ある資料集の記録
□ □ □ □

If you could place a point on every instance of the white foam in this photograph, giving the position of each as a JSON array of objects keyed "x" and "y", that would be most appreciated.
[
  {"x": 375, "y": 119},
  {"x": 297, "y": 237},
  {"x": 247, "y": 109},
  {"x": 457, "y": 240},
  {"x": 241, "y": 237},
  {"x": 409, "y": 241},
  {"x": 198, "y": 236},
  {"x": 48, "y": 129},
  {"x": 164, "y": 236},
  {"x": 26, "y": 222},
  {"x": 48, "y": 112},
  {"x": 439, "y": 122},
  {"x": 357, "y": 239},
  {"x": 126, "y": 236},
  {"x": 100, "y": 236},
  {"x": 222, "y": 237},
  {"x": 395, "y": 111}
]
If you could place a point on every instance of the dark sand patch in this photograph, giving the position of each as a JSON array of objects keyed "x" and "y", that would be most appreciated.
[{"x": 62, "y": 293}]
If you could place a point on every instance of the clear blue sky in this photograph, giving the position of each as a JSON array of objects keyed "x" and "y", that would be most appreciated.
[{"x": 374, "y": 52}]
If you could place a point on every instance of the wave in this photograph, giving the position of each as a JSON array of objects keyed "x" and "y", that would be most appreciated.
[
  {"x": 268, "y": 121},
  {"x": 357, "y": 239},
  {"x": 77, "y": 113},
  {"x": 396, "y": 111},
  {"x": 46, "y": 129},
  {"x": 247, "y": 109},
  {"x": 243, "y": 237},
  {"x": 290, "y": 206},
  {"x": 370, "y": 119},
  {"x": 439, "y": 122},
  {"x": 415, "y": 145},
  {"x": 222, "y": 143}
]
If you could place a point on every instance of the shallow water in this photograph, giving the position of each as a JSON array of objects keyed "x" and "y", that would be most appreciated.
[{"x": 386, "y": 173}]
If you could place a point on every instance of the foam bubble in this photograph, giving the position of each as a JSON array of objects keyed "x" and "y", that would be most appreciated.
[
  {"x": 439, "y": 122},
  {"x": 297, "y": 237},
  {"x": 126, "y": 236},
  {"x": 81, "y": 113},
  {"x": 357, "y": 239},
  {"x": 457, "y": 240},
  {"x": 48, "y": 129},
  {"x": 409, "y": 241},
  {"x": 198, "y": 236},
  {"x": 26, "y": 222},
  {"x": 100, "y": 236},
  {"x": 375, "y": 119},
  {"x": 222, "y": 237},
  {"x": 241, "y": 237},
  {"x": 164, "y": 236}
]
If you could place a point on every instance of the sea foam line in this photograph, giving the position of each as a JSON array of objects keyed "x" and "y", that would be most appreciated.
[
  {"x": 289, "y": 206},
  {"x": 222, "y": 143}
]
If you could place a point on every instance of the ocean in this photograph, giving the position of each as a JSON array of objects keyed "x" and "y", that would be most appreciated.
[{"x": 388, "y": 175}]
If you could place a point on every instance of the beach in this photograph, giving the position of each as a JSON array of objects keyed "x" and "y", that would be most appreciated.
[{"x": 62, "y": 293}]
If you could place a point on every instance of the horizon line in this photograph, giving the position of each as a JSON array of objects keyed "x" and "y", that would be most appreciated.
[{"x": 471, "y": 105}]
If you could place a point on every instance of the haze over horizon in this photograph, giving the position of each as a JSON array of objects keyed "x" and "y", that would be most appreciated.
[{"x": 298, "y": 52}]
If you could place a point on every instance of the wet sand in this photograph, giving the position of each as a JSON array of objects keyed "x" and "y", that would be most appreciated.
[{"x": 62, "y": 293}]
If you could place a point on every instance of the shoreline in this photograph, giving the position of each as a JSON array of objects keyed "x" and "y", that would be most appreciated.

□ □ □ □

上に示した行をすべて、一字も変えずに繰り返してください。

If you could place a point on every instance of the white foam in this photograph, giving the position of each as a JSON array of objects keyed "x" and "y", that would be most appreciated.
[
  {"x": 375, "y": 119},
  {"x": 297, "y": 237},
  {"x": 247, "y": 109},
  {"x": 457, "y": 240},
  {"x": 241, "y": 237},
  {"x": 409, "y": 241},
  {"x": 198, "y": 236},
  {"x": 48, "y": 129},
  {"x": 164, "y": 236},
  {"x": 26, "y": 222},
  {"x": 48, "y": 112},
  {"x": 439, "y": 122},
  {"x": 357, "y": 239},
  {"x": 126, "y": 236},
  {"x": 100, "y": 236},
  {"x": 222, "y": 237},
  {"x": 395, "y": 111}
]
If you could place a point on every instance of the dark sand patch in this photograph, giving the position of each as a JSON array of objects keyed "x" and "y", that would be most appreciated.
[{"x": 62, "y": 293}]
If you could place a point on every instance of the clear blue sky in this photograph, giving the position of each as a JSON array of objects keyed "x" and "y", that would be most appreciated.
[{"x": 374, "y": 52}]
If you could place a point on every instance of the wave in this photograph, giving the position of each as a JSON array of objects keyed "x" and "y", that would be most appreciated.
[
  {"x": 268, "y": 121},
  {"x": 357, "y": 239},
  {"x": 77, "y": 113},
  {"x": 396, "y": 111},
  {"x": 46, "y": 129},
  {"x": 247, "y": 109},
  {"x": 243, "y": 237},
  {"x": 290, "y": 206},
  {"x": 370, "y": 119},
  {"x": 439, "y": 122},
  {"x": 415, "y": 145},
  {"x": 222, "y": 143}
]
If you could place a point on every instance of the shallow water in this photograph, giving the position of each as a JSON array of objects keyed "x" and "y", that would be most appreciated.
[{"x": 386, "y": 173}]
If you could place a point on every instance of the foam bubble in this photograph, giving the position of each as a JSON array of objects keyed "x" and "y", that would be most appreciated.
[
  {"x": 439, "y": 122},
  {"x": 297, "y": 237},
  {"x": 126, "y": 236},
  {"x": 81, "y": 113},
  {"x": 357, "y": 239},
  {"x": 457, "y": 240},
  {"x": 48, "y": 129},
  {"x": 409, "y": 241},
  {"x": 198, "y": 236},
  {"x": 26, "y": 222},
  {"x": 100, "y": 236},
  {"x": 375, "y": 119},
  {"x": 222, "y": 237},
  {"x": 241, "y": 237},
  {"x": 164, "y": 236}
]
If you could place a point on every instance of the sea foam line in this photograph, giving the position of each as a JSON array of objects keyed "x" and "y", that would be most appreciated.
[
  {"x": 289, "y": 206},
  {"x": 222, "y": 143}
]
If you could place a point on every instance of the ocean in this photograph, giving the position of each as a JSON array of objects keyed "x" and "y", that would be most appreciated.
[{"x": 388, "y": 175}]
If you could place a point on every instance of the beach in this photograph, giving the position of each as a JSON array of objects keyed "x" and "y", that would be most appreciated.
[{"x": 62, "y": 293}]
If you could place a point on every instance of the horizon line in this photograph, giving the position of each as a JSON array of objects keyed "x" and "y", that would be most appreciated.
[{"x": 471, "y": 105}]
If you could place a point on every instance of the haze over horizon in this photograph, giving the position of each as a JSON array of objects keyed "x" and "y", that would be most appreciated.
[{"x": 298, "y": 52}]
If you could place a point on every instance of the wet sand in this photograph, giving the position of each as a JSON array of objects keyed "x" and "y", that would be most appreciated.
[{"x": 62, "y": 293}]
If you could place a point on every instance of the shoreline in this photograph, giving the position of each as a JSON array of objects keyed "x" and "y", that would be most appreciated.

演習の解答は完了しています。